__WRITTEN EXERCISE__
Format the lines as a JSON array of strings, one string per line with blank lines omitted, beginning at the line that contains "In the photo above, where can the eyeglasses" and continuing through the final line. Include only the lines in that range.

## start DATASET RECORDS

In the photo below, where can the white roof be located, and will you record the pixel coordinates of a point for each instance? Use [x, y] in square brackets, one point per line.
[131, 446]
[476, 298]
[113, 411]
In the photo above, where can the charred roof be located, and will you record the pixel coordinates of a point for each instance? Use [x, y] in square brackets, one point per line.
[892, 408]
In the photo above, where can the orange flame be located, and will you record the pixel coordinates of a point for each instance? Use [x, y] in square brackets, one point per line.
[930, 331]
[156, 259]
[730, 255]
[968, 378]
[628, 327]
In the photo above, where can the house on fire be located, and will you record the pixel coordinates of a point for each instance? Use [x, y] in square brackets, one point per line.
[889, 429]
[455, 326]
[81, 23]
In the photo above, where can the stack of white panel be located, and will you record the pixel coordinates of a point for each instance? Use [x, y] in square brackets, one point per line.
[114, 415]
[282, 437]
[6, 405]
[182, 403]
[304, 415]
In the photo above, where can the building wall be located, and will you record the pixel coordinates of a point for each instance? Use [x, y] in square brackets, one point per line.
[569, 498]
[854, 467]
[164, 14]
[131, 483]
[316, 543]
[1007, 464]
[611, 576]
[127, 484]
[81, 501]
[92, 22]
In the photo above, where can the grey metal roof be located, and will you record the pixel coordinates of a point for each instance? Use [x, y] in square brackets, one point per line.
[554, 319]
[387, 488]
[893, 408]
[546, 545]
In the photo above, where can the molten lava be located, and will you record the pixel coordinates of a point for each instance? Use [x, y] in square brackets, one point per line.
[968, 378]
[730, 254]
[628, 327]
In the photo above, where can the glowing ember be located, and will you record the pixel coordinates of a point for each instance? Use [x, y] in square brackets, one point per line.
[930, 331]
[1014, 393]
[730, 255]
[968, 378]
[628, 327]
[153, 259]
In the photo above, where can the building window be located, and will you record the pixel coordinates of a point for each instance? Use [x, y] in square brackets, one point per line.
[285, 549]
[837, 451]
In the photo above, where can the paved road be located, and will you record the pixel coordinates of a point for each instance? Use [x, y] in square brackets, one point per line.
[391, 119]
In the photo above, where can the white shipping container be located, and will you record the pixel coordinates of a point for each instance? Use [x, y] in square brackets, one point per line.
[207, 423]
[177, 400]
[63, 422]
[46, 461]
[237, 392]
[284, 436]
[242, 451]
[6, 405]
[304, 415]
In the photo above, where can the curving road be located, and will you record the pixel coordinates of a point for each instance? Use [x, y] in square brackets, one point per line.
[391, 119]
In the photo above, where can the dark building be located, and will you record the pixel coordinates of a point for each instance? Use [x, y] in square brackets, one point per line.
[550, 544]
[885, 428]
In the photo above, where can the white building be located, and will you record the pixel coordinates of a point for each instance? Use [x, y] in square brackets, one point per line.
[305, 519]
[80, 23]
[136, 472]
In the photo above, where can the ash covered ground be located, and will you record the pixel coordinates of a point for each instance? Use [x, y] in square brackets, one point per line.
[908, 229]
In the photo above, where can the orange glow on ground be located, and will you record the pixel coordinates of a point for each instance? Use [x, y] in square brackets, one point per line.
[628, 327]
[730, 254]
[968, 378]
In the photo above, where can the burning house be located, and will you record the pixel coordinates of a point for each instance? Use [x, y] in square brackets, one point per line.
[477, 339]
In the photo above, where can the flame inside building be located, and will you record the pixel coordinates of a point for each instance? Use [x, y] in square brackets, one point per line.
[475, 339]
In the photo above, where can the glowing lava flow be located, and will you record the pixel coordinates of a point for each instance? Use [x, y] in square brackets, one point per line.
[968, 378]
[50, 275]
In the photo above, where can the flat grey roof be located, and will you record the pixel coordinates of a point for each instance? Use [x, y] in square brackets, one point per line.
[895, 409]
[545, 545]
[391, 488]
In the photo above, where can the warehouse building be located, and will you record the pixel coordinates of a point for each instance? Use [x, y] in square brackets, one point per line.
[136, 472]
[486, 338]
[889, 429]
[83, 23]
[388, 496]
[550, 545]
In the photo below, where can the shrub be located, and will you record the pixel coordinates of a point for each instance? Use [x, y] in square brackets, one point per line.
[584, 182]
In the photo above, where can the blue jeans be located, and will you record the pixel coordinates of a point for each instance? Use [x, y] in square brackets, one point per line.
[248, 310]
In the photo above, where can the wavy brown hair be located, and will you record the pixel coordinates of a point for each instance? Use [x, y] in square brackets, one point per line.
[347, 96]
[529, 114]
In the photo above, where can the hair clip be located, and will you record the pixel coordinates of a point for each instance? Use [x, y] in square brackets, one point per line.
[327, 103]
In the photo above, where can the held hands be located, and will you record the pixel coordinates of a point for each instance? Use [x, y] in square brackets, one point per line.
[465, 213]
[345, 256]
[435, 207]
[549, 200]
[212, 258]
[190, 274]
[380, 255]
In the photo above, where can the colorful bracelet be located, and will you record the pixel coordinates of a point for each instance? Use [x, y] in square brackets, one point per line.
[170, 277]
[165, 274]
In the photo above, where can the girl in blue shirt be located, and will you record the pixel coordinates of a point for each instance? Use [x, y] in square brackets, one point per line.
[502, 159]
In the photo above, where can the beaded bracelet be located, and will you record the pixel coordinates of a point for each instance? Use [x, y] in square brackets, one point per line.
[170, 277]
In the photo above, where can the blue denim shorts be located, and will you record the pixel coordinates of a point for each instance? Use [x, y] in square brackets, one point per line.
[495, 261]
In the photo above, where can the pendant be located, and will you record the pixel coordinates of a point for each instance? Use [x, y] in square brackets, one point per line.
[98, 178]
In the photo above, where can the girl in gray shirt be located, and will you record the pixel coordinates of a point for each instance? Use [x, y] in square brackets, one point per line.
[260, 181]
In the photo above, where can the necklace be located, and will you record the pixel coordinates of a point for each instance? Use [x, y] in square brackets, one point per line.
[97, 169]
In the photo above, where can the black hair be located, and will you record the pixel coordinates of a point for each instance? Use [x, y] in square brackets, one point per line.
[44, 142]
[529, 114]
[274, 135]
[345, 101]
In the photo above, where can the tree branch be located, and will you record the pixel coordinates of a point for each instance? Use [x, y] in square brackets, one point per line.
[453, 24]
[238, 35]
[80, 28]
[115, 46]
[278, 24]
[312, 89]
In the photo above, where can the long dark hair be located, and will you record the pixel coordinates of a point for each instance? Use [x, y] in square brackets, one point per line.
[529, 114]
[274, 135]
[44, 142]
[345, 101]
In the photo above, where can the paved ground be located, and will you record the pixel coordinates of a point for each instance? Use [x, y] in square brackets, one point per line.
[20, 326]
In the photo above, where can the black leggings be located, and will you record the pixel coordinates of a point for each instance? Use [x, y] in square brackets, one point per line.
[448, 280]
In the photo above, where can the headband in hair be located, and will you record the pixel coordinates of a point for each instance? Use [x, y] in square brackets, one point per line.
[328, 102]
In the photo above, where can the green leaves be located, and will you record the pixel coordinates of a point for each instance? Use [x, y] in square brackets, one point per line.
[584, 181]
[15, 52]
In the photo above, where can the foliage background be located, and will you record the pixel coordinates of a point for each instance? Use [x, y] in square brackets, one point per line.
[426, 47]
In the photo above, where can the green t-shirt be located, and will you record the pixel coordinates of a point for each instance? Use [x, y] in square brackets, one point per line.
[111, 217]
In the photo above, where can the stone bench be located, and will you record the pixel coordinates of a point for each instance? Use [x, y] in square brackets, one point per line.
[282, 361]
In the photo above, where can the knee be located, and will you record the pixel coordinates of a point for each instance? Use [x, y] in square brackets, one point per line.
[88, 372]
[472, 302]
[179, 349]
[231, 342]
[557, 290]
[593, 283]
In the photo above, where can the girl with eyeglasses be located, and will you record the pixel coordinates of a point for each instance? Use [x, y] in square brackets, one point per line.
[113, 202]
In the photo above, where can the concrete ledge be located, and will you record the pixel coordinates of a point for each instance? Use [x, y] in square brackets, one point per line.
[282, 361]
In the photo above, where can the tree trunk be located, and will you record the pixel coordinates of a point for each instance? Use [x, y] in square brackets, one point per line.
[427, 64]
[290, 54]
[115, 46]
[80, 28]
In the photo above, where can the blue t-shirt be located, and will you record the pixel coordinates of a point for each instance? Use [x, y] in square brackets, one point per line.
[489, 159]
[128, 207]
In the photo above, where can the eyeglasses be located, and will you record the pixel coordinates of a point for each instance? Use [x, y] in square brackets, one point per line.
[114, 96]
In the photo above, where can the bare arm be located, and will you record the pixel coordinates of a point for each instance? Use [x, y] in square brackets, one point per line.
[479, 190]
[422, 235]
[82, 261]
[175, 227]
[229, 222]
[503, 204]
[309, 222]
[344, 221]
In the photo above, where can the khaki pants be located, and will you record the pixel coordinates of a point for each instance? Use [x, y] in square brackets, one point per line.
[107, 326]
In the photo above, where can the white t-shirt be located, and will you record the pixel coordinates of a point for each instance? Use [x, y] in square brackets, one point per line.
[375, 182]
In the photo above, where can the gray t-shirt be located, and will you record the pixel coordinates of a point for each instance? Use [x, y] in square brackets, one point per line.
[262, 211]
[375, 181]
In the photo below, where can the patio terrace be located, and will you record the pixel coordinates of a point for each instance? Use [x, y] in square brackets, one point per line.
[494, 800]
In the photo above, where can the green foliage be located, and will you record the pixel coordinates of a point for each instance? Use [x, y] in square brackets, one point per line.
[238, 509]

## end DATASET RECORDS

__FULL RESPONSE__
[
  "In the photo above, where can the eyeglasses be located, and will you record the pixel coordinates of a point for each instance? Use [x, y] in square brackets, one point per line.",
  "[114, 96]",
  "In the photo above, where can the bare arm be located, and will you record the pixel coordinates of a point for each instance? Use [x, y] in square brackets, one point per line.",
  "[479, 190]",
  "[422, 235]",
  "[82, 261]",
  "[175, 227]",
  "[229, 222]",
  "[503, 204]",
  "[309, 222]",
  "[344, 221]",
  "In the photo above, where can the khaki pants be located, and will you record the pixel coordinates of a point for each instance? Use [x, y] in square brackets, one point per line.",
  "[107, 326]",
  "In the photo above, where can the white t-shirt be located, and will you record the pixel coordinates of a point for each instance? Use [x, y] in square brackets, one point per line.",
  "[375, 182]",
  "In the photo above, where can the gray t-shirt be located, and will you record the pixel coordinates of a point for each instance? Use [x, y] in square brackets, one point per line.",
  "[262, 211]",
  "[375, 181]",
  "In the photo below, where can the patio terrace be located, and will you record the pixel coordinates of a point for each instance? Use [x, y] in square brackets, one point per line.",
  "[494, 800]",
  "In the photo above, where can the green foliage be located, and will you record the pixel coordinates of a point for each instance? Use [x, y] in square brackets, one point per line.",
  "[238, 509]"
]